PROBLEM DESCRIPTION
Beginning with the line below that contains "Exercise. Mark the standing" and ending with the line that contains "Exercise. Mark the bright", copy every line exactly. Copy nothing else.

------------------------------

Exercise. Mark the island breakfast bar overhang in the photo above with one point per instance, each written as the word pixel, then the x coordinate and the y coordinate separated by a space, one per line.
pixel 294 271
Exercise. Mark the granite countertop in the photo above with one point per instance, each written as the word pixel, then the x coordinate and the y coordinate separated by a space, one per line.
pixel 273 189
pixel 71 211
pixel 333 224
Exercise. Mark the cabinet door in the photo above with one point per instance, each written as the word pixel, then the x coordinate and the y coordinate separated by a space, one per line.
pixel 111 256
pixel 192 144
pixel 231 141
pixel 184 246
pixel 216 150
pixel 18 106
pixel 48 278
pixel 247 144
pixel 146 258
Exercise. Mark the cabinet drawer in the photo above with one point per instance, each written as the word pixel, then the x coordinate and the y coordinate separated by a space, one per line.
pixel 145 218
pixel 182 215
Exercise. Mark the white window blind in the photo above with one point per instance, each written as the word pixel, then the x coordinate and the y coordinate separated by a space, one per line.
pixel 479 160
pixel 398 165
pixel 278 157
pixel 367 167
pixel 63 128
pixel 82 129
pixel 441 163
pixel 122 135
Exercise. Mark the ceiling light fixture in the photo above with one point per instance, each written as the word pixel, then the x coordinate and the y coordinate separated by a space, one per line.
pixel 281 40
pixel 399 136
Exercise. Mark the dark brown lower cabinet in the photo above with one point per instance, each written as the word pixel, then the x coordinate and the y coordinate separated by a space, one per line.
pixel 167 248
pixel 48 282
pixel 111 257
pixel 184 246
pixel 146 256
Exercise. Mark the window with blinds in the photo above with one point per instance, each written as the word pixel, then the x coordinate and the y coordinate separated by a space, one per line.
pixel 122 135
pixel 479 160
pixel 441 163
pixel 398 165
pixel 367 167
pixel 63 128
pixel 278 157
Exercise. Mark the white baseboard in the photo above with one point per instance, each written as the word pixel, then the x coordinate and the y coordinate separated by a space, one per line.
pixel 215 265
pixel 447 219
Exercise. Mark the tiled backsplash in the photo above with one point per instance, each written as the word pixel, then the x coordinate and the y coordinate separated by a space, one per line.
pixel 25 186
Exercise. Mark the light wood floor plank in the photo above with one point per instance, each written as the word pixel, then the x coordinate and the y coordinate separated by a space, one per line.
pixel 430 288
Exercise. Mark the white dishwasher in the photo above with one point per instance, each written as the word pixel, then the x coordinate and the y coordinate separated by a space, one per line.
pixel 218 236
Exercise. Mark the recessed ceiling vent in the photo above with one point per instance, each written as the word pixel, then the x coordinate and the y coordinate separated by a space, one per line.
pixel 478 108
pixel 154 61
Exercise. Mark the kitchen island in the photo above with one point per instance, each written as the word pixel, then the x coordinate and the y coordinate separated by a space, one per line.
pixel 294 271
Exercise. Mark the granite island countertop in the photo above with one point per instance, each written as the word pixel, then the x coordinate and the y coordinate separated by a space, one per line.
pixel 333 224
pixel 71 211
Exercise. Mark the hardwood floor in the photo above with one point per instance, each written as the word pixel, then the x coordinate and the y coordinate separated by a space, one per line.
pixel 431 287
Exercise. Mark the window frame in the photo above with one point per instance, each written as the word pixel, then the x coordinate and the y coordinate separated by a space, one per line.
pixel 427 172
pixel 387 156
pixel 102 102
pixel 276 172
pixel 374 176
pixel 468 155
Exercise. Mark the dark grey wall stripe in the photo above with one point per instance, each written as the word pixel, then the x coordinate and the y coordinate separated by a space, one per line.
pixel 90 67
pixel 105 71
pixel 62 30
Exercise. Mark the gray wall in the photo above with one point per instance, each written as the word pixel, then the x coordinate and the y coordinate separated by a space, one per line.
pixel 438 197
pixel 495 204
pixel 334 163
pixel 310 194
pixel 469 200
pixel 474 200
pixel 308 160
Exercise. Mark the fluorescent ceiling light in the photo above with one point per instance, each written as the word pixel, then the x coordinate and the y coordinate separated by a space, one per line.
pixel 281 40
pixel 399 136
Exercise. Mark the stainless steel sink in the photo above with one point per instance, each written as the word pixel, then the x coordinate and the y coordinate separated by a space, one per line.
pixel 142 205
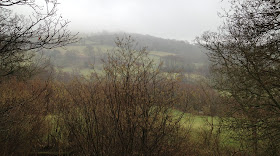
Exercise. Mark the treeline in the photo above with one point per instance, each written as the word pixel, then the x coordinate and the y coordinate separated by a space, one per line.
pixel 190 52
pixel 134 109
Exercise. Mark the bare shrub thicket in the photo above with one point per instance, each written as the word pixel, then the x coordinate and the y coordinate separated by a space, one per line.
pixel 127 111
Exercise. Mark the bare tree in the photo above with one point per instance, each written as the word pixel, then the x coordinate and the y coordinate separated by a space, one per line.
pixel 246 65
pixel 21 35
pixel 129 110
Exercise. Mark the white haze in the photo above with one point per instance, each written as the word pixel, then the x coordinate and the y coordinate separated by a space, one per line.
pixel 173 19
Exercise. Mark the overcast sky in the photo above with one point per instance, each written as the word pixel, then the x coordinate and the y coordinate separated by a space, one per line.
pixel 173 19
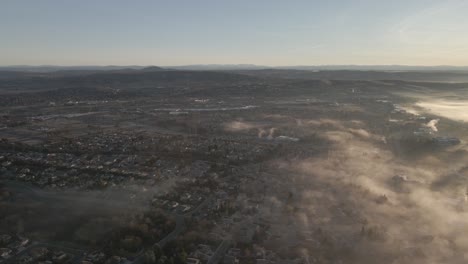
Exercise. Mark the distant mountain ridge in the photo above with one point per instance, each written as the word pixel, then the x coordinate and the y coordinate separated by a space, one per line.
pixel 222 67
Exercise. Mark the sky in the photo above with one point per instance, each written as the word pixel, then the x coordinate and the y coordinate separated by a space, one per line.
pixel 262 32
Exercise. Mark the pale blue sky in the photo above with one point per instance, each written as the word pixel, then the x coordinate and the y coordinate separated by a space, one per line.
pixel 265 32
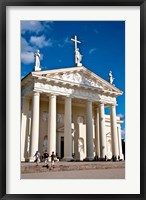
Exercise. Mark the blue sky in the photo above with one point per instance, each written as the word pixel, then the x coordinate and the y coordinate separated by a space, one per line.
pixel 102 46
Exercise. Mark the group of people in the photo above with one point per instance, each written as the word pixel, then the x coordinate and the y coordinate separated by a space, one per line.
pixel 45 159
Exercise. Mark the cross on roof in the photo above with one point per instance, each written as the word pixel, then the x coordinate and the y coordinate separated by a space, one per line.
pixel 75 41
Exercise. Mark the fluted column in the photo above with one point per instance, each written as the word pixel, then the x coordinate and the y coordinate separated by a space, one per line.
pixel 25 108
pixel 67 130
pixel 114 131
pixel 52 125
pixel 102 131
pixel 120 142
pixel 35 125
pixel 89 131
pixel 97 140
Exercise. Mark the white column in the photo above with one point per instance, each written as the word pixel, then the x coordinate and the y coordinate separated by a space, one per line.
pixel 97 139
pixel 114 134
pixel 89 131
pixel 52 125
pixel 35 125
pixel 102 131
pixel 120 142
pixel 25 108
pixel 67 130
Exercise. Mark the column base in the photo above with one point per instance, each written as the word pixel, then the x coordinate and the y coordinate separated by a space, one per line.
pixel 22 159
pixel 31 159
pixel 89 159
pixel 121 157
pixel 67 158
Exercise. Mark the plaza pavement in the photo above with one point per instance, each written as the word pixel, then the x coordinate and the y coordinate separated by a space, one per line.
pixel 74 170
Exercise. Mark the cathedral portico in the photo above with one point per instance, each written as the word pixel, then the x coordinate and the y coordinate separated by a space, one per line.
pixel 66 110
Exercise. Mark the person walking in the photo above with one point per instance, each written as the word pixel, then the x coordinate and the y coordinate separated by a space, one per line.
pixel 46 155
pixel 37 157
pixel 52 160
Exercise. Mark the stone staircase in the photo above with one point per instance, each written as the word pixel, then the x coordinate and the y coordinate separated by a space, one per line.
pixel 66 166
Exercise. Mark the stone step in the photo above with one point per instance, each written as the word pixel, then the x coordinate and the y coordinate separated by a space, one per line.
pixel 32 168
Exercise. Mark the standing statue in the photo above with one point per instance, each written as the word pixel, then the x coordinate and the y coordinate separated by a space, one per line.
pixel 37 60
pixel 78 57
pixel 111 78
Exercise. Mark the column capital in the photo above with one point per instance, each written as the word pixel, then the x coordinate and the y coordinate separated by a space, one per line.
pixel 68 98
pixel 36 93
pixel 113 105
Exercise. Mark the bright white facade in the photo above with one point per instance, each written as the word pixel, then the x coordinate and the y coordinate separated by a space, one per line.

------------------------------

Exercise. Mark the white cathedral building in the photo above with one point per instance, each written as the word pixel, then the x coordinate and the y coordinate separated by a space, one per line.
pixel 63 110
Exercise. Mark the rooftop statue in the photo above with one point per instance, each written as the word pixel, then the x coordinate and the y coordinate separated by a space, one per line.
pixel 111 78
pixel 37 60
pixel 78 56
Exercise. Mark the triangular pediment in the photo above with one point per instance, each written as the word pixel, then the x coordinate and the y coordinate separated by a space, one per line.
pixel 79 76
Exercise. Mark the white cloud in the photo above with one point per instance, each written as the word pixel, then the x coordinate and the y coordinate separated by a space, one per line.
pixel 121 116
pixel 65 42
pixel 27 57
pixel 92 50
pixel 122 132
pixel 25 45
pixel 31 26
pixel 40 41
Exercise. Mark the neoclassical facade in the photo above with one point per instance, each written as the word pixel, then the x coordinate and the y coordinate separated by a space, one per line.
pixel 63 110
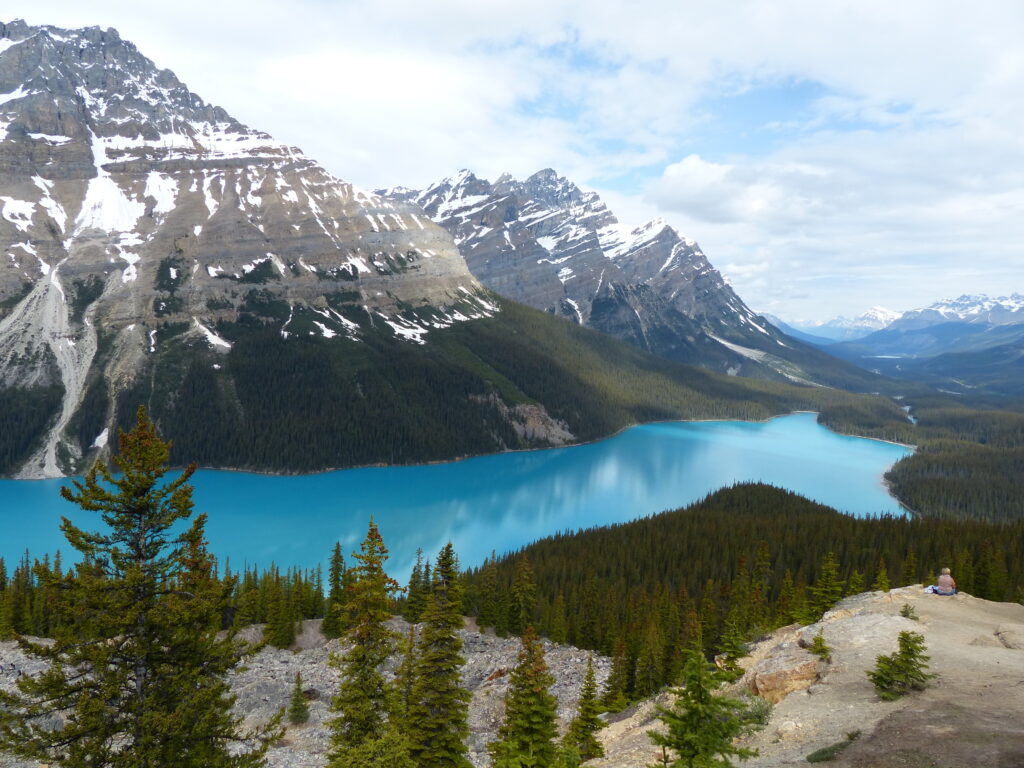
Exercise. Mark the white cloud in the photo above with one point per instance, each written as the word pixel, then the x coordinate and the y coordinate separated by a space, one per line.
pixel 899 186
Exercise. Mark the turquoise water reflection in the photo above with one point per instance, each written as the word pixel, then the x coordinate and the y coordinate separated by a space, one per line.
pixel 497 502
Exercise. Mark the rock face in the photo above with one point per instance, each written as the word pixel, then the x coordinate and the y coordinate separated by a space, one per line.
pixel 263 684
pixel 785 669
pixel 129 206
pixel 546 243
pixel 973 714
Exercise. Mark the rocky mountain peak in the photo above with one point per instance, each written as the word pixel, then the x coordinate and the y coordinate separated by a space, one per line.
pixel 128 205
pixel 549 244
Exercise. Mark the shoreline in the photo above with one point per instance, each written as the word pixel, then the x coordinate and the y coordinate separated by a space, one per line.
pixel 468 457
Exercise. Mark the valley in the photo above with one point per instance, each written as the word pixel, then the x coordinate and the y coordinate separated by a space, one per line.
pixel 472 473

------------------------------

EXPECTED ANSWER
Exercise. Mark the standing statue in the photo above with one point per instance, each written as the word pixel, then the x coordinate and the y coordinate separated by a space, one per line.
pixel 37 60
pixel 78 57
pixel 111 78
Exercise. Mark the column capital in the photo above with one point per instance, each written as the word pixel, then the x coordinate and the y coordinate separated by a space, one per line.
pixel 68 98
pixel 36 93
pixel 113 105
Exercise. Mark the bright white facade in the photo above with one point per instance, each written as the word pixel, then the x coordinate and the y coordinate separated by a space, one per line.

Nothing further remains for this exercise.